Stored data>

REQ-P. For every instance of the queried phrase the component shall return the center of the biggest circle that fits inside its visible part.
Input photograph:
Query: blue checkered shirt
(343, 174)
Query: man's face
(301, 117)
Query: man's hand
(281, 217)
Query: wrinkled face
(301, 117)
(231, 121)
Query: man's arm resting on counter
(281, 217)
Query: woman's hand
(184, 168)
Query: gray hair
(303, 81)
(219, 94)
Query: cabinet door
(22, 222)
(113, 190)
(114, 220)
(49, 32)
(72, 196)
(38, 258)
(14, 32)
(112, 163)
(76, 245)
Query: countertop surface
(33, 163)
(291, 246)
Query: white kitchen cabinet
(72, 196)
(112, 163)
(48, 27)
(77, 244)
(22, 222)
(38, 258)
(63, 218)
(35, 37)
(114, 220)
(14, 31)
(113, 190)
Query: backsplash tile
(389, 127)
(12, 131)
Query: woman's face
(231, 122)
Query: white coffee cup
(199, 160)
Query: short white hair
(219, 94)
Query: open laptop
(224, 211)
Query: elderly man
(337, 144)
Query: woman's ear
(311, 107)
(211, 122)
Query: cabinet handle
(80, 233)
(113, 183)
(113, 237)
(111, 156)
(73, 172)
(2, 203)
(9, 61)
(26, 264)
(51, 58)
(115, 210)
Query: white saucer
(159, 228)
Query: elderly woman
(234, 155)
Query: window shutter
==
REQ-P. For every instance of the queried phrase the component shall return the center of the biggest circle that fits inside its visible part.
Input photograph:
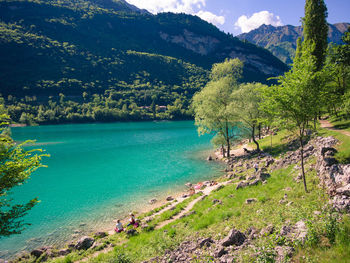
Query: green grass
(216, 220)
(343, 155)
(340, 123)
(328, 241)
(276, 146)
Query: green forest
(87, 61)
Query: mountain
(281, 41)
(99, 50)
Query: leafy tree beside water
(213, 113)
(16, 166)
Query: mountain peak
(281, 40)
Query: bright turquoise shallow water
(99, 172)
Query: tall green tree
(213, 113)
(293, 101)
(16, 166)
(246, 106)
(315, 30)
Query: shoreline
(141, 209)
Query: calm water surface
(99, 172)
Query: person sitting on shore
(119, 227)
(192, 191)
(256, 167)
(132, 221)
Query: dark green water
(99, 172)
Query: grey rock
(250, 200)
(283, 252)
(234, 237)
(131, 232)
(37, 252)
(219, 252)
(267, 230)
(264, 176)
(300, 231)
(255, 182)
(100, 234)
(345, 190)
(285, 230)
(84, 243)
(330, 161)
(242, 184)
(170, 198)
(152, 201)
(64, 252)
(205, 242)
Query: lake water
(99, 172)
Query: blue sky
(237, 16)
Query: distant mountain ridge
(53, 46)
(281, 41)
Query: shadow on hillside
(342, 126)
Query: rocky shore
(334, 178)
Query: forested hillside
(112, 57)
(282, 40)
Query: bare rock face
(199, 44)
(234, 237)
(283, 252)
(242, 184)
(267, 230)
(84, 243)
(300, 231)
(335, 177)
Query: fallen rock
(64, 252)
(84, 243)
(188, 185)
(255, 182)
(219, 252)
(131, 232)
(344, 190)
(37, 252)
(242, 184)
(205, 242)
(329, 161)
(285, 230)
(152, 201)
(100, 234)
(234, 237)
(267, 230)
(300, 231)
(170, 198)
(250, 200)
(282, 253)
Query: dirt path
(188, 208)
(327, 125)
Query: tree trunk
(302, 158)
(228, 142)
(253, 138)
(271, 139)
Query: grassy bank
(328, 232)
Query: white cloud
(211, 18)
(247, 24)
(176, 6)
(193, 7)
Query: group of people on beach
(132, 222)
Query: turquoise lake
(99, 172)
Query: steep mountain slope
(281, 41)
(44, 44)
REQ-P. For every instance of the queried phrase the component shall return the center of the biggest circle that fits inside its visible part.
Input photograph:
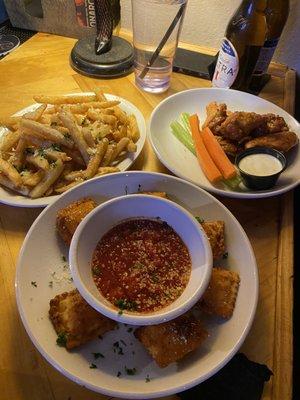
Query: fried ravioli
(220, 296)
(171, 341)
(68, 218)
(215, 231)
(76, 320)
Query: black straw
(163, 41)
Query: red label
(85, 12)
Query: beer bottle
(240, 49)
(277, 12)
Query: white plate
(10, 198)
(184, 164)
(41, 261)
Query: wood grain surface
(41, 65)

Instructions for the task> Above are the records; from them, give again exactly the lines from the one containing "Query: woman's ear" through the one containing "Query: window shutter", both included.

Result of the task>
Query: woman's ear
(311, 107)
(211, 122)
Query: cabinet handle
(80, 233)
(113, 183)
(113, 237)
(111, 156)
(73, 172)
(2, 203)
(9, 61)
(26, 264)
(51, 58)
(115, 210)
Query: white saucer
(159, 228)
Query: elderly woman
(234, 155)
Query: window shutter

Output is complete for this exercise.